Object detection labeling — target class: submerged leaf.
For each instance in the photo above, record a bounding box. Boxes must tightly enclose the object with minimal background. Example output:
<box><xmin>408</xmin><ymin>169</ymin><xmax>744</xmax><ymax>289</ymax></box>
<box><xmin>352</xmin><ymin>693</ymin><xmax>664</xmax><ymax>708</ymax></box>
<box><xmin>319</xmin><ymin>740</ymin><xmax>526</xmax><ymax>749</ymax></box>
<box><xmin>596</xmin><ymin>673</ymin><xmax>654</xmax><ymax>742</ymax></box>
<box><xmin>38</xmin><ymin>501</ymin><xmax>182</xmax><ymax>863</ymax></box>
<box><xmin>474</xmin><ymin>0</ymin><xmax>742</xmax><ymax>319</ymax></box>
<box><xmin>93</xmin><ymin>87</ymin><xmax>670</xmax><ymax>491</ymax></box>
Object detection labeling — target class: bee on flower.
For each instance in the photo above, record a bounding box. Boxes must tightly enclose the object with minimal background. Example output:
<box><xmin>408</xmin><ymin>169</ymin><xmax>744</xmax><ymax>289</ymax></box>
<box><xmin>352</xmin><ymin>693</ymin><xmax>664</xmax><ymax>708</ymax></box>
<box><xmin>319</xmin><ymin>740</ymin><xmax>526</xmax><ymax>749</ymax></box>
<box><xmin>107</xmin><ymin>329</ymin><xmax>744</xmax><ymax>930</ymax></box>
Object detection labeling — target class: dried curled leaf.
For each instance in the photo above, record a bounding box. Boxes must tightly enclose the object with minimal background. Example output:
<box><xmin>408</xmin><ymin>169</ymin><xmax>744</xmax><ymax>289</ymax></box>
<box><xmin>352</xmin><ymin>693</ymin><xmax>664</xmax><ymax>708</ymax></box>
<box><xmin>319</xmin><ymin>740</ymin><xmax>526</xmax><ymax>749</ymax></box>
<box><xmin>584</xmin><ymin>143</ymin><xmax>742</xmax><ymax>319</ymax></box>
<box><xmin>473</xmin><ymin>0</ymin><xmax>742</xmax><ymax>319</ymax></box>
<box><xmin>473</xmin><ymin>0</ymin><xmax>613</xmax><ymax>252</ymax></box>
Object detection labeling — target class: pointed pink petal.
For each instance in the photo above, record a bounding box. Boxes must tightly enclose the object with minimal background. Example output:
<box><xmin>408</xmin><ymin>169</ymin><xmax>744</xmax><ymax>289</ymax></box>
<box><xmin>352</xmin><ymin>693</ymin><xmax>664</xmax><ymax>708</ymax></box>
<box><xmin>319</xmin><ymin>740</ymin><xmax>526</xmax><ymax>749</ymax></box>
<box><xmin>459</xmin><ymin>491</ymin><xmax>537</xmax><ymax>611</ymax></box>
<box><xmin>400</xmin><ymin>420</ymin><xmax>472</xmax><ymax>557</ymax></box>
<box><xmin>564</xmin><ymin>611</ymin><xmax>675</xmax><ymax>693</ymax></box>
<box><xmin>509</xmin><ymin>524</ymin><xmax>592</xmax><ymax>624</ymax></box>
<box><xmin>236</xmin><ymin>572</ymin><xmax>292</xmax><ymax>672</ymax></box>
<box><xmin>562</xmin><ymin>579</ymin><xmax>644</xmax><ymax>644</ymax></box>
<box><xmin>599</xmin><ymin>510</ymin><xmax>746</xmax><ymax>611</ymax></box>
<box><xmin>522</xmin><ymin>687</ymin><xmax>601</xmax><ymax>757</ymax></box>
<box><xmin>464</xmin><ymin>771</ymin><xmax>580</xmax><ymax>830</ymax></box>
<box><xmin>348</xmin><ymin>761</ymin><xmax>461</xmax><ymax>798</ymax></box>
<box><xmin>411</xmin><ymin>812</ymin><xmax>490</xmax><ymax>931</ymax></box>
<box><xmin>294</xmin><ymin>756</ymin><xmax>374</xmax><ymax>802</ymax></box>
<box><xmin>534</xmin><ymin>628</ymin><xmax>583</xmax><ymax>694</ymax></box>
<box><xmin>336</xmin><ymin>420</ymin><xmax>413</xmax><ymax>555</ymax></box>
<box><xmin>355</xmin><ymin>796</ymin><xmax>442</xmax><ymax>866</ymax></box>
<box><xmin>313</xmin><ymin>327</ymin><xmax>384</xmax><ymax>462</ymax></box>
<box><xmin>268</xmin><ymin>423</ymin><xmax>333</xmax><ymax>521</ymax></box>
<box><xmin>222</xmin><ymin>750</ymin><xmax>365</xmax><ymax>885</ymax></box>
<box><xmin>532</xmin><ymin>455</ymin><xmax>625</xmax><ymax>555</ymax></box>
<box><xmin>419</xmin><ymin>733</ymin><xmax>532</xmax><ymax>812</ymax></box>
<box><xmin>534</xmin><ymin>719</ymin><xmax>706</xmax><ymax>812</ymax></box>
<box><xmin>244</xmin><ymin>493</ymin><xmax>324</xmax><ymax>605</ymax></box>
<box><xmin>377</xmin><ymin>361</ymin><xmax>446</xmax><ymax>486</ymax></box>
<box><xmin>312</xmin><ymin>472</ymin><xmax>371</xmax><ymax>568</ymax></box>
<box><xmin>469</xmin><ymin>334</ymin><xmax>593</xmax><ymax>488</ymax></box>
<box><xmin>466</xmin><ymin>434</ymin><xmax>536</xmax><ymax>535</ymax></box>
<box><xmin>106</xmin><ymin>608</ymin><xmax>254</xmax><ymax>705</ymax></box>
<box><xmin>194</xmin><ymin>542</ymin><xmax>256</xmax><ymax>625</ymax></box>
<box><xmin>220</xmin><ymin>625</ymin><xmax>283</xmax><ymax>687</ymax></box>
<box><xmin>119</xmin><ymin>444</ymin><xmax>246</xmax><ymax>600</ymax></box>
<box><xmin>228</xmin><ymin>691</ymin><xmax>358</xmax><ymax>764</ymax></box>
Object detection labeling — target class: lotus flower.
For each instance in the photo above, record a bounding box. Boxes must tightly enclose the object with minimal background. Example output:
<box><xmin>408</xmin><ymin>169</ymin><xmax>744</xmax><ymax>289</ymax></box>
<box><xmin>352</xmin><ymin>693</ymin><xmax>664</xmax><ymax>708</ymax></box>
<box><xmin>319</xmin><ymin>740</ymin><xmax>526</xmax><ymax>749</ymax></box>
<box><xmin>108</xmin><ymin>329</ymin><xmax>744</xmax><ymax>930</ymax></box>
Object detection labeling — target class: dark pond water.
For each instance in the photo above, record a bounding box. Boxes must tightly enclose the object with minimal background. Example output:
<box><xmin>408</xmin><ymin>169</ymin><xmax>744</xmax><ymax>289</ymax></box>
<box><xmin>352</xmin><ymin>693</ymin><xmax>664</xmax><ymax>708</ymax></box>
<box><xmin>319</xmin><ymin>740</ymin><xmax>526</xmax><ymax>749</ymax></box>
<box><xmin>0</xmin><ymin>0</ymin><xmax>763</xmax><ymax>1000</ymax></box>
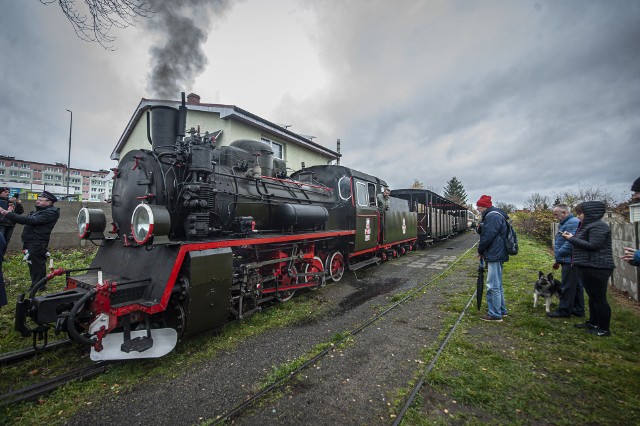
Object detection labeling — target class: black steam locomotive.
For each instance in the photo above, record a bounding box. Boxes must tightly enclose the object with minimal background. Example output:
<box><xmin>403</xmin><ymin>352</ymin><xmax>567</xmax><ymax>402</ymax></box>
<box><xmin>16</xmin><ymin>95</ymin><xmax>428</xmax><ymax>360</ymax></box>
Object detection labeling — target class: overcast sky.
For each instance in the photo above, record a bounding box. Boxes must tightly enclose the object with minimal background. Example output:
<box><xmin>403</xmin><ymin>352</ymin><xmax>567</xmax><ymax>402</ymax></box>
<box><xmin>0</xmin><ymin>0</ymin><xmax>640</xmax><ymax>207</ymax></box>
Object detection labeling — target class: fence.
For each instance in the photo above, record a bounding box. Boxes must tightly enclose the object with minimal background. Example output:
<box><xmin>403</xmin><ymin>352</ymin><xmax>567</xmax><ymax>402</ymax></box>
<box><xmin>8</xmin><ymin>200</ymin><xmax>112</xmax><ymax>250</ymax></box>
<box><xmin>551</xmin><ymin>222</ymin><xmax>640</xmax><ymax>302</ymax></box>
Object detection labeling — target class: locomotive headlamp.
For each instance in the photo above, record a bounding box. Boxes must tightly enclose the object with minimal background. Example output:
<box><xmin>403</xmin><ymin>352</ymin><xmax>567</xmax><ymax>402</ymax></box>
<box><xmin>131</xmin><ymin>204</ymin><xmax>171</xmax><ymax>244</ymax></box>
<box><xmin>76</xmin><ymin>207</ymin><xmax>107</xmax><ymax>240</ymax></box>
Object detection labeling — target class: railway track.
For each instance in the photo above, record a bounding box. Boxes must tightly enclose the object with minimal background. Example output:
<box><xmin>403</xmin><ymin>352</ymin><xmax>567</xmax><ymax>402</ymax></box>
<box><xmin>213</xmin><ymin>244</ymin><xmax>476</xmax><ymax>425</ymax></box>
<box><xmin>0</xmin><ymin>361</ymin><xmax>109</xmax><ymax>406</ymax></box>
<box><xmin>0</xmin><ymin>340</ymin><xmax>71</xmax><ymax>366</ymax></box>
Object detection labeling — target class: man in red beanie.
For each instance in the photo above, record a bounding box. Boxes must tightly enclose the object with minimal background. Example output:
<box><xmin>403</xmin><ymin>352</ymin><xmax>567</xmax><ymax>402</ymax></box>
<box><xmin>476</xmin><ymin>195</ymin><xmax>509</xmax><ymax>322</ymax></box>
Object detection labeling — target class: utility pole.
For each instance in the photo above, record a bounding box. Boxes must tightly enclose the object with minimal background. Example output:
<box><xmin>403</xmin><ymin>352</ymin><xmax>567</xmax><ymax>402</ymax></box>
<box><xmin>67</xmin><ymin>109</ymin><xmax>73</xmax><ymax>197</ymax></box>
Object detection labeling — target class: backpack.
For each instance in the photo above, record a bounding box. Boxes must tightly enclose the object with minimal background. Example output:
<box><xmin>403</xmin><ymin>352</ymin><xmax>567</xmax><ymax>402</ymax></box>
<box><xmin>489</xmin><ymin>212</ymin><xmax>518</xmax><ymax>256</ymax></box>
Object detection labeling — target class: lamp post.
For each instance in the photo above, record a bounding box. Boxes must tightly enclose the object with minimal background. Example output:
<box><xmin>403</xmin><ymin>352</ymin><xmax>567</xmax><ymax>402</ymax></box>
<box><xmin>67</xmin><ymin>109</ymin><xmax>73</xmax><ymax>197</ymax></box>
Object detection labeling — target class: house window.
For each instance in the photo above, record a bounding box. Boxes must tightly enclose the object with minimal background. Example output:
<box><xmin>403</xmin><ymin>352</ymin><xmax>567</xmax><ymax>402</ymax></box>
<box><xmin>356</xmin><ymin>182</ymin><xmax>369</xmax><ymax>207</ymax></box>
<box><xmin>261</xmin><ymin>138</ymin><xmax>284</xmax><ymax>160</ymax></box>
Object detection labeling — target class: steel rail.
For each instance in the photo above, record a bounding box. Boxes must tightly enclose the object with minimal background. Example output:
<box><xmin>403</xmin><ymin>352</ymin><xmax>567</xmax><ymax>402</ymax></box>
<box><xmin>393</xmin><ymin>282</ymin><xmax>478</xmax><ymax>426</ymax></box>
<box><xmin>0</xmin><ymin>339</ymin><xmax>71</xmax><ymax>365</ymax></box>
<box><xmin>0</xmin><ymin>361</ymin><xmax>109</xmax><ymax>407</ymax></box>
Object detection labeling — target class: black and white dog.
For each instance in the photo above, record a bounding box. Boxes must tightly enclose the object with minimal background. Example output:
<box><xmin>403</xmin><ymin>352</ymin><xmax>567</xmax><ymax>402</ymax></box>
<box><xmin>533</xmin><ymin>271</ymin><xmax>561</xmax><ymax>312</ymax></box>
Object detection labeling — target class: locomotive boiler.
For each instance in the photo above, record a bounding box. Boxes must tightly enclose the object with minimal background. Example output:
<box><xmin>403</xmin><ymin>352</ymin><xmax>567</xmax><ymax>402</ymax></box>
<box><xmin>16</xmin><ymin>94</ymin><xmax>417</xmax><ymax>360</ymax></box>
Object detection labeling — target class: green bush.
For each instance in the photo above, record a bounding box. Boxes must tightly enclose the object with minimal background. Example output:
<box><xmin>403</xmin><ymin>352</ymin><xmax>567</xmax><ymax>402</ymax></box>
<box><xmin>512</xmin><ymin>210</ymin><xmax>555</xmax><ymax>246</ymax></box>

══════════

Transcribe word for word the lines from the one holding "Object detection labeling — target class: green" to the last line of the listing above, inclusive.

Written response:
Object detection labeling — target class: green bush.
For each instance in the photo above, record a bounding box. Boxes must tightly enclose the object with minimal background. Example output:
<box><xmin>403</xmin><ymin>352</ymin><xmax>567</xmax><ymax>402</ymax></box>
<box><xmin>512</xmin><ymin>210</ymin><xmax>555</xmax><ymax>246</ymax></box>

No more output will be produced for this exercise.